Reproduce the listing below, swapping every "Target" for "Object" and leaving everything else unchanged.

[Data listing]
[BEGIN]

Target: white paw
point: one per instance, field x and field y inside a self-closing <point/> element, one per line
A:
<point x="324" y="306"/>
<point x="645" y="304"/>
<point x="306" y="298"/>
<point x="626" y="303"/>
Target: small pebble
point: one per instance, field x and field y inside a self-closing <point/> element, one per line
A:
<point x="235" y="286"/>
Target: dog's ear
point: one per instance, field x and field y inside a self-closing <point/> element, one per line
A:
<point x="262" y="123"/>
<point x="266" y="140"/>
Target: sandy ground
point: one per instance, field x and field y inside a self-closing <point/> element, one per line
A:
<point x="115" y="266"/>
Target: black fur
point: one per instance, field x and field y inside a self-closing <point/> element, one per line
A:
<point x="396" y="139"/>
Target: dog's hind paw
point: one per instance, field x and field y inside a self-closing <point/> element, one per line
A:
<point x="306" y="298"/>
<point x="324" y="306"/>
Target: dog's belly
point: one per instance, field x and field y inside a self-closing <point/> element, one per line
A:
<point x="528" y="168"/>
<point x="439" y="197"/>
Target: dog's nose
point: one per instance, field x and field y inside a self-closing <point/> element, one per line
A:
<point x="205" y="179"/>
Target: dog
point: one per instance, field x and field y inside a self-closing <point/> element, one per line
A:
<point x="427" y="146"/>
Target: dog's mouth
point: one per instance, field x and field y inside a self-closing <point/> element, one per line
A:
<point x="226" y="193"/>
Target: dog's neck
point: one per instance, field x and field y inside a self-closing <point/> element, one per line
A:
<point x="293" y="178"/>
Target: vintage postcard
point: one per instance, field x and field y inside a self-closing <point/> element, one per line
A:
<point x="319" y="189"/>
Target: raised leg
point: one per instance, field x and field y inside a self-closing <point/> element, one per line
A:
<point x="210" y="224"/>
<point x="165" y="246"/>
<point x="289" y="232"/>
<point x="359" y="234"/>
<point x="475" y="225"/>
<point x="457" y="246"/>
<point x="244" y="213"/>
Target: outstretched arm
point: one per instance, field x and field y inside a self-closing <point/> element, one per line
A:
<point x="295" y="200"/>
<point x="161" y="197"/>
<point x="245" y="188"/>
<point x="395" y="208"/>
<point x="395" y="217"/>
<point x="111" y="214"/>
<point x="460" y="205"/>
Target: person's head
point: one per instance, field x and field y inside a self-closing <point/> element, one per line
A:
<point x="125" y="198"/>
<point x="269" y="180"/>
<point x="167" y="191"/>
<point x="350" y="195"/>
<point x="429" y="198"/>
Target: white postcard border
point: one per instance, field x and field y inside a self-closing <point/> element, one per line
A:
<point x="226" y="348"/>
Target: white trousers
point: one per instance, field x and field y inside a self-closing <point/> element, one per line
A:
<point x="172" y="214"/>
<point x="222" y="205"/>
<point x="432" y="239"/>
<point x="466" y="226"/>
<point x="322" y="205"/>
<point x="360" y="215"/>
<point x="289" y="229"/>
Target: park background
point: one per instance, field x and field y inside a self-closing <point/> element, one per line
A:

[END]

● SOLUTION:
Object: white paw
point: one per instance, field x and field y inside a self-closing <point/> element, one per line
A:
<point x="324" y="306"/>
<point x="645" y="304"/>
<point x="306" y="298"/>
<point x="626" y="303"/>
Object: small pebble
point: one per instance, field x and field y inside a self-closing <point/> element, one per line
A:
<point x="235" y="286"/>
Object: dog's ear
point: one per instance, field x and field y inside a self-closing <point/> element, one per line
A:
<point x="262" y="123"/>
<point x="266" y="140"/>
Object: sandy ground
point: one per instance, field x and field y inside a self-closing <point/> element, one per line
A:
<point x="115" y="266"/>
Object: black fur
point: one per instance, field x and field y inside a self-closing <point/> element, one per line
A:
<point x="396" y="139"/>
Object: dog's hind paw
point: one per instance, field x and field y inside a self-closing <point/> element, one per line
A:
<point x="306" y="298"/>
<point x="324" y="306"/>
Object: dog's belly
point: one per instance, field x and field y inside a self-closing <point/> element, one per line
A:
<point x="528" y="168"/>
<point x="439" y="197"/>
Object: dog's nose
point: one per instance, field x and field y inside a self-closing <point/> element, one per line
A:
<point x="205" y="179"/>
Object: dog
point: one per instance, field x and field y inside a self-closing <point/> element, one per line
A:
<point x="427" y="146"/>
Object: dog's mouth
point: one per instance, field x and field y inside a self-closing <point/> element, one per line
A:
<point x="226" y="193"/>
Object: dog's neck
point: one per instance, field x and field y inside a self-closing <point/> element, one per line
A:
<point x="293" y="178"/>
Object: vintage postcard
point: one per instance, field x and field y inside a self-closing <point/> element, one per line
A:
<point x="319" y="189"/>
Object: raised leg
point: one per instance, field x and field y inside a self-closing <point/> element, one per line
A:
<point x="210" y="224"/>
<point x="165" y="246"/>
<point x="289" y="232"/>
<point x="359" y="234"/>
<point x="475" y="225"/>
<point x="457" y="246"/>
<point x="244" y="213"/>
Object: outstretched arm
point: one per instance, field x and field y inside a self-closing <point/> element, one per line
A:
<point x="295" y="200"/>
<point x="161" y="197"/>
<point x="245" y="188"/>
<point x="395" y="208"/>
<point x="395" y="217"/>
<point x="111" y="214"/>
<point x="460" y="205"/>
Object: person's head
point: one per instance, field x and field y inside a self-closing <point/> element, one per line
A:
<point x="125" y="198"/>
<point x="269" y="180"/>
<point x="167" y="191"/>
<point x="350" y="195"/>
<point x="429" y="198"/>
Object: white postcard border
point: one per instance, field x and field y inside a self-closing <point/> element, one per line
A:
<point x="226" y="348"/>
Object: white trousers
point: one per instance, field x and field y inside a self-closing <point/> element, one per line
A:
<point x="172" y="214"/>
<point x="222" y="205"/>
<point x="432" y="239"/>
<point x="466" y="226"/>
<point x="322" y="205"/>
<point x="360" y="215"/>
<point x="289" y="229"/>
Object: park background
point: one per instance, field x and field y inside a self-closing <point/> element, one per line
A:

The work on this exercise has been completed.